• GIVEN EXERCISE:
Copy the lines from the one containing "Can you help me out? I need the beige" up to and including the one containing "448;228;560;310", substituting "khaki trousers" for "beige pant" and changing nothing else.
####################
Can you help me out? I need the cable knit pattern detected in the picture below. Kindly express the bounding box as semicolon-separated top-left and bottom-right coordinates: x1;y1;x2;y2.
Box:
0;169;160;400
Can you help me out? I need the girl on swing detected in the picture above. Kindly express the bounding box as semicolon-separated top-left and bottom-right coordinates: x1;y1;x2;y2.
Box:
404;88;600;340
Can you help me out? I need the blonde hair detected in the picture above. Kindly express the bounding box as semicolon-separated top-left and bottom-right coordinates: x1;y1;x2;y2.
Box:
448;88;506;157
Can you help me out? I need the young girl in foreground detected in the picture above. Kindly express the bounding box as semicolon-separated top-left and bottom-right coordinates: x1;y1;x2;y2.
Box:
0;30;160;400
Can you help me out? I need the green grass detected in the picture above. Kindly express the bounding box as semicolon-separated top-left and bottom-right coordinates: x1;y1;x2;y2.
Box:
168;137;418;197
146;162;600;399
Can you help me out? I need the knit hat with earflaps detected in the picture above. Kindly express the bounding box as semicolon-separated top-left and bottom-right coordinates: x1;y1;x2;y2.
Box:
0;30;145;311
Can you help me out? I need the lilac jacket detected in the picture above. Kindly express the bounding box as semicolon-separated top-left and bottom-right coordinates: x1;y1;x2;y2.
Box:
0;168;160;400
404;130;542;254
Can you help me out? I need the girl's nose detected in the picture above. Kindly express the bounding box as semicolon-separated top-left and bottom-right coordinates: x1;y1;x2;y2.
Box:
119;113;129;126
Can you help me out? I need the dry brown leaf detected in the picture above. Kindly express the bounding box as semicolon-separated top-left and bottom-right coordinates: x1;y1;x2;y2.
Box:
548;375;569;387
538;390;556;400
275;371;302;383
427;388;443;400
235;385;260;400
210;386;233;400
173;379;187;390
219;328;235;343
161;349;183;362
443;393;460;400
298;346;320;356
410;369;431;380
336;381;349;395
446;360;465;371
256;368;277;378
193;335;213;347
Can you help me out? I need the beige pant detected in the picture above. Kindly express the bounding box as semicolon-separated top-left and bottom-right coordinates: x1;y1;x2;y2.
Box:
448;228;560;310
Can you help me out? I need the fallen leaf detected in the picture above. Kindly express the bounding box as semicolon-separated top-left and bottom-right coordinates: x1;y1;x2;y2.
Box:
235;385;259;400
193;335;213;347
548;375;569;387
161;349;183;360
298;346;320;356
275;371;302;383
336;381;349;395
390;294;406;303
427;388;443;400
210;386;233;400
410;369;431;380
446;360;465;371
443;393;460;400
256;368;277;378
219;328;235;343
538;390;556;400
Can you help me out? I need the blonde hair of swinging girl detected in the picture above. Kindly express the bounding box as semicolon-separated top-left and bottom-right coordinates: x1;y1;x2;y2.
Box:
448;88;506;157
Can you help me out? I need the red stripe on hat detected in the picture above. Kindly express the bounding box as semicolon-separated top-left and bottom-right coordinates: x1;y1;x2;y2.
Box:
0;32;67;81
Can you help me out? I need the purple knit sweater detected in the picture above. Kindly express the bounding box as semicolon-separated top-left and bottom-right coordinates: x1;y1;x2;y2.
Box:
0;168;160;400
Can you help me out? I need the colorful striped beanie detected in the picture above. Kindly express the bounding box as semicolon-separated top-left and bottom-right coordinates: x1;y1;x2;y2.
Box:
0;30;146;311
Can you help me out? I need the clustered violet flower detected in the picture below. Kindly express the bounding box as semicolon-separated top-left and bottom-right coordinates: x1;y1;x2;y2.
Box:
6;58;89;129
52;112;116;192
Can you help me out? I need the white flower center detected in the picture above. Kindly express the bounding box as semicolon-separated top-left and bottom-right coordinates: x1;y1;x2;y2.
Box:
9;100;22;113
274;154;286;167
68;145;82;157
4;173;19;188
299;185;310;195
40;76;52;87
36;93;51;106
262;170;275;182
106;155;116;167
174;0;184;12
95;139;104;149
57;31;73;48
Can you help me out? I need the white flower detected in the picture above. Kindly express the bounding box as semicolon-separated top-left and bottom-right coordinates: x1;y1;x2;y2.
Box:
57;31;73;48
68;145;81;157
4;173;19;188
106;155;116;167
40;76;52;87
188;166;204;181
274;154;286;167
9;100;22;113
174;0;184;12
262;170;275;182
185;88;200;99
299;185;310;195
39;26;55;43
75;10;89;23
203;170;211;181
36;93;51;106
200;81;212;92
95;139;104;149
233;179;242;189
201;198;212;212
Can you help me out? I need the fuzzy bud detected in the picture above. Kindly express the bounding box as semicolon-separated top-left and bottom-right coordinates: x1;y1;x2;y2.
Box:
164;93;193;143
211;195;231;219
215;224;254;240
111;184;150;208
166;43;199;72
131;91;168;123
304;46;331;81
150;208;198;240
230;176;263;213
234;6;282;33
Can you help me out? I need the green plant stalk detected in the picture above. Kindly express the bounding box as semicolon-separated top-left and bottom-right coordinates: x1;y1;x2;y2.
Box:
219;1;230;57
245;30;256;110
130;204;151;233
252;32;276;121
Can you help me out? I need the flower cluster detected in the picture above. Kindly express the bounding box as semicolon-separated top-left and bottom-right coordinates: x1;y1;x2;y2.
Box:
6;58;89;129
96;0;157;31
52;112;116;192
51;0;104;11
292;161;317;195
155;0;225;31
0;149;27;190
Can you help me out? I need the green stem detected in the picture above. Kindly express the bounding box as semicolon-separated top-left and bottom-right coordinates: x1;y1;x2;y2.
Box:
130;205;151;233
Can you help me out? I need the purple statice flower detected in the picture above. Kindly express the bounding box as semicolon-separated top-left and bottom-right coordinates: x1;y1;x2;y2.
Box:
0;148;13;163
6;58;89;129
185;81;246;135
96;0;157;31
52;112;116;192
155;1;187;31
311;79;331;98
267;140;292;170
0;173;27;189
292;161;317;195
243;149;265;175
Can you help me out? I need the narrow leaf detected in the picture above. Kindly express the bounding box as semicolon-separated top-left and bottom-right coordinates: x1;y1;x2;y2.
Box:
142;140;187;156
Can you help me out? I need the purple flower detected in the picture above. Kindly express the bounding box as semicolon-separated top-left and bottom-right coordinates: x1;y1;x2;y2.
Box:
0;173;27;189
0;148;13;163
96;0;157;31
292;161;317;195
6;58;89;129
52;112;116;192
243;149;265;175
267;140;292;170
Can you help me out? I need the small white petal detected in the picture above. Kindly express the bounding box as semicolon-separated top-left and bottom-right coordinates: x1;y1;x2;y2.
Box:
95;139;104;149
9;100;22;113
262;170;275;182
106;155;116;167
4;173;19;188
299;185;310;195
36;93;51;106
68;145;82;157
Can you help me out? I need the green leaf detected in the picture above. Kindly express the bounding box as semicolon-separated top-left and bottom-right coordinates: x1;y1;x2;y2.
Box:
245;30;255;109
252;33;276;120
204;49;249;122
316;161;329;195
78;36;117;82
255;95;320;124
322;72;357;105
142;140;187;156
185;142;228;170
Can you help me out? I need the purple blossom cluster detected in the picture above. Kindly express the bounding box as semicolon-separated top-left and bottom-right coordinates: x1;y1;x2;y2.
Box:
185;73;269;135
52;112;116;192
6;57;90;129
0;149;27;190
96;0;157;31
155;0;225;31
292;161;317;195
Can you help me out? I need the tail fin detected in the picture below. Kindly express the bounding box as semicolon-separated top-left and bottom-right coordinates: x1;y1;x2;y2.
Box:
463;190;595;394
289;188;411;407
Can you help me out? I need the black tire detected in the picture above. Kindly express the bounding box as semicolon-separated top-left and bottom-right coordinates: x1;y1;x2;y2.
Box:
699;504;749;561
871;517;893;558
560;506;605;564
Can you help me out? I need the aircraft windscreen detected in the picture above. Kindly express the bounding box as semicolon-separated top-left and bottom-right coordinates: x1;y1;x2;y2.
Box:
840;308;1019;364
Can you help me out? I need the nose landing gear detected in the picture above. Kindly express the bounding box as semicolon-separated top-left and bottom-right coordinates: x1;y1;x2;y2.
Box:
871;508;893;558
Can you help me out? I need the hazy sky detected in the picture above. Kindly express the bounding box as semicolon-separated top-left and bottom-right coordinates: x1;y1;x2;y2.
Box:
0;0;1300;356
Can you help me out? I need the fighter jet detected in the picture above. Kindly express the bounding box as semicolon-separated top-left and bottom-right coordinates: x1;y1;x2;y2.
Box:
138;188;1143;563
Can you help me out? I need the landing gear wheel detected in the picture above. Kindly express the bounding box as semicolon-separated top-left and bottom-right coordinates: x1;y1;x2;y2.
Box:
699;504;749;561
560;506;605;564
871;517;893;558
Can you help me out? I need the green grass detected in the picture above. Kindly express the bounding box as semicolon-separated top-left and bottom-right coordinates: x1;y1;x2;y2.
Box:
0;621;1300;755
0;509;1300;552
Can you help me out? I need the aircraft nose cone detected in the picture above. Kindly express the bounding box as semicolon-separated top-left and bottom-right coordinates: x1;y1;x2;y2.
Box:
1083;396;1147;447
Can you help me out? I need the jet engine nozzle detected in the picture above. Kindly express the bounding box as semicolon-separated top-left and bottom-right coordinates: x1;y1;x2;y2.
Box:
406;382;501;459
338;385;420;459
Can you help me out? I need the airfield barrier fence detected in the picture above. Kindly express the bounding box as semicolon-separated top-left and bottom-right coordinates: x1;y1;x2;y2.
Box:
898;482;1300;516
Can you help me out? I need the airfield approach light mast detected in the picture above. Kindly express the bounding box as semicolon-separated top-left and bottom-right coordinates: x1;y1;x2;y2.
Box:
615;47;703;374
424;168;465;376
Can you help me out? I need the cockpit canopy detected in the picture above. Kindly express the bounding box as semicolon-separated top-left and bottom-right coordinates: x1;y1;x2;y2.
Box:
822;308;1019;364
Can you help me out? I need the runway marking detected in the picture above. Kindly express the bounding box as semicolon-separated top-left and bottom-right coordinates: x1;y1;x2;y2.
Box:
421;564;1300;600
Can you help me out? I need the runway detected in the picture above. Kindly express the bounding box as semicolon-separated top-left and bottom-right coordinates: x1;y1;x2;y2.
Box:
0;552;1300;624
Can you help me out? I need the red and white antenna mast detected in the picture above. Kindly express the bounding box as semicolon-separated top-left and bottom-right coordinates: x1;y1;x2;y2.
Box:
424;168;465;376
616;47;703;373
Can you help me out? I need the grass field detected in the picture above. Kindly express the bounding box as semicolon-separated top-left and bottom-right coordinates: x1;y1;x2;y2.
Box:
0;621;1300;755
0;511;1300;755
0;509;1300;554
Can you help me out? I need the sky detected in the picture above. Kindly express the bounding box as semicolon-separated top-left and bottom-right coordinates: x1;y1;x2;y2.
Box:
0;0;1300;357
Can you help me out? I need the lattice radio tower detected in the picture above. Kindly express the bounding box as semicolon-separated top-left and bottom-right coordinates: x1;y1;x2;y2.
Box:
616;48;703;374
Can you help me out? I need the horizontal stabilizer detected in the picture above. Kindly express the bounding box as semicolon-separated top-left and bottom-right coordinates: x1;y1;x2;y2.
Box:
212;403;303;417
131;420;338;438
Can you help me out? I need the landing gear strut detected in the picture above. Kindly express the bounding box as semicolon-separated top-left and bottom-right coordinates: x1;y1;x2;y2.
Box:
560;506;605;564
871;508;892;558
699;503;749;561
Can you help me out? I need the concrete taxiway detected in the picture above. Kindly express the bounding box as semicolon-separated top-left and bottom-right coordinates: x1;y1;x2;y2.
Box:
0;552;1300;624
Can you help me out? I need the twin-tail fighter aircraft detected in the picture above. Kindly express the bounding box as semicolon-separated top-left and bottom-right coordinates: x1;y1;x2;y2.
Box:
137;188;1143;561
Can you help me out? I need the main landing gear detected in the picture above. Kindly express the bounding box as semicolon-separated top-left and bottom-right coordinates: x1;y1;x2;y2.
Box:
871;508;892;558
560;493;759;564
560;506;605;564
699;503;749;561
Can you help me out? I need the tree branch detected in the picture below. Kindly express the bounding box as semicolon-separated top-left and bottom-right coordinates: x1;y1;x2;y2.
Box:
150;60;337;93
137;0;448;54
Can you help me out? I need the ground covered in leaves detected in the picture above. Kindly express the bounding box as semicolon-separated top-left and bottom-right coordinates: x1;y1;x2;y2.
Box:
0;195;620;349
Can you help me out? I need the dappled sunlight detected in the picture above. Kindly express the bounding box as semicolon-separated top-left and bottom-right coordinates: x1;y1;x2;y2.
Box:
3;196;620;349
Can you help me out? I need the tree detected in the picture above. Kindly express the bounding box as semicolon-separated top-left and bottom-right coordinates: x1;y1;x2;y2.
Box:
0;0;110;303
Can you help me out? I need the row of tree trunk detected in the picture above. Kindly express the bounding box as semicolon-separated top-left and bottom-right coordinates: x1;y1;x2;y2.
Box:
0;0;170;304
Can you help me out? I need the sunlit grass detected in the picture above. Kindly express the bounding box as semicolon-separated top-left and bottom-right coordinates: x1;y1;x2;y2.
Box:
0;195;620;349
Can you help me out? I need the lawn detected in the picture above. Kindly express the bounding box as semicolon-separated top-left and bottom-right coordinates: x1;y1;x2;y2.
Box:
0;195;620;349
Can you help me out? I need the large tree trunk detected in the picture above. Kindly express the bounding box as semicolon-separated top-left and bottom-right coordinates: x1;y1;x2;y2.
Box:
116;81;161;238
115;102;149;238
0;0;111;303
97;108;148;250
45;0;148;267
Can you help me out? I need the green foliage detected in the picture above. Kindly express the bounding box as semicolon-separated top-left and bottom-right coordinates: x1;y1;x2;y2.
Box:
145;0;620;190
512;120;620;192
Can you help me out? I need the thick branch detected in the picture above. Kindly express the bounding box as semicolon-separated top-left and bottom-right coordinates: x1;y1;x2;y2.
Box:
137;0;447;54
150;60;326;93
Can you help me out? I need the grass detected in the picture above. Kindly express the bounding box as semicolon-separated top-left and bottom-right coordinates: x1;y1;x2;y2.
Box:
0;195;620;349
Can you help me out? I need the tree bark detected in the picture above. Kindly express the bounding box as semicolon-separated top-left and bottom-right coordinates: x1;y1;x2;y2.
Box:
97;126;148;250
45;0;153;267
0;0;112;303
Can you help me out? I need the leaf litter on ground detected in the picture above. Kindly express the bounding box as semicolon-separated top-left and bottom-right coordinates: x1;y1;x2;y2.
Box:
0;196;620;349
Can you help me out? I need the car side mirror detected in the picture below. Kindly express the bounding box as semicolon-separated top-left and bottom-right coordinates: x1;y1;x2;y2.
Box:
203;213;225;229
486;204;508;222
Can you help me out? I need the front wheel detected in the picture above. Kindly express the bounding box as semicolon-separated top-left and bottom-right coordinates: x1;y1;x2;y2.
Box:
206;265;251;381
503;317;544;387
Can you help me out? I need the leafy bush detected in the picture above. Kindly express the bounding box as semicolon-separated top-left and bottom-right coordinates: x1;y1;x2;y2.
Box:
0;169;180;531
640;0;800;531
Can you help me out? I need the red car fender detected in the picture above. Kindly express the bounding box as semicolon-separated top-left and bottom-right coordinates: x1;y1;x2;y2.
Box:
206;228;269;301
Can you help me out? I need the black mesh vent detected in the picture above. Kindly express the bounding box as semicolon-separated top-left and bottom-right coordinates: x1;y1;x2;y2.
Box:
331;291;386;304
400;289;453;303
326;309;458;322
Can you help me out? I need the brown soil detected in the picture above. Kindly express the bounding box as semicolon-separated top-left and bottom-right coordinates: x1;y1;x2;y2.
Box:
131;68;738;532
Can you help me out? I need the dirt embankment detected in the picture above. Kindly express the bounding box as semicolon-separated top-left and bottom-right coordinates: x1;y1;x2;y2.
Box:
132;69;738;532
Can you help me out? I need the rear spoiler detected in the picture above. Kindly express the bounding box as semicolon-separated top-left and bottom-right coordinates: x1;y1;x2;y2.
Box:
####################
• FULL SOLUTION:
Can you help me out? I need the khaki trousers detected in the picture above. Kindly express the bounding box as semicolon-separated top-left and bottom-right coordinates: x1;y1;x2;y2.
Box:
448;228;560;310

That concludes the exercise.